Exercise instructions: Return the listing below unchanged, minus its pictures.

Exercise inputs:
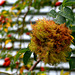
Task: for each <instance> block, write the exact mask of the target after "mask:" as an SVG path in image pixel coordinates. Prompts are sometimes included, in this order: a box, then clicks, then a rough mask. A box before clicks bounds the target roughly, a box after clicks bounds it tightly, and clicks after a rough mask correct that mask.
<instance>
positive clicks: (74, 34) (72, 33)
mask: <svg viewBox="0 0 75 75" xmlns="http://www.w3.org/2000/svg"><path fill="white" fill-rule="evenodd" d="M71 35H72V36H73V37H74V39H73V42H72V44H73V45H75V31H72V34H71Z"/></svg>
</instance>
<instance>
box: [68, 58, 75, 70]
mask: <svg viewBox="0 0 75 75" xmlns="http://www.w3.org/2000/svg"><path fill="white" fill-rule="evenodd" d="M69 66H70V69H71V70H73V69H75V57H71V59H70V61H69Z"/></svg>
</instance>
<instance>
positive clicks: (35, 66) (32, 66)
mask: <svg viewBox="0 0 75 75" xmlns="http://www.w3.org/2000/svg"><path fill="white" fill-rule="evenodd" d="M40 61H41V59H38V60H37V62H36V63H35V64H34V65H33V66H32V67H31V68H30V69H29V71H32V70H33V69H34V68H35V67H36V65H37V64H38V63H39V62H40Z"/></svg>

Solved exercise:
Task: for each <instance> block, write the exact mask of the target after "mask:" as an SVG path in image pixel coordinates. Prompts are sometimes included, in this order: a box, then clicks, then a rough mask. A box before clicks bounds the target roughly, a box after clicks bounds it tightly, and clicks after a rough mask correct that mask.
<instance>
positive clicks: (74, 34) (72, 33)
mask: <svg viewBox="0 0 75 75" xmlns="http://www.w3.org/2000/svg"><path fill="white" fill-rule="evenodd" d="M71 35H72V36H73V37H74V39H73V42H72V44H73V45H75V31H72V34H71Z"/></svg>
</instance>
<instance>
box: [68, 58, 75, 70]
mask: <svg viewBox="0 0 75 75" xmlns="http://www.w3.org/2000/svg"><path fill="white" fill-rule="evenodd" d="M69 66H70V69H71V70H73V69H75V57H71V59H70V61H69Z"/></svg>
</instance>
<instance>
positive clicks: (35, 66) (32, 66)
mask: <svg viewBox="0 0 75 75" xmlns="http://www.w3.org/2000/svg"><path fill="white" fill-rule="evenodd" d="M40 61H41V59H38V60H37V62H36V63H35V64H34V65H33V66H32V67H31V68H30V69H29V71H32V70H33V69H34V68H35V67H36V65H37V64H38V63H39V62H40Z"/></svg>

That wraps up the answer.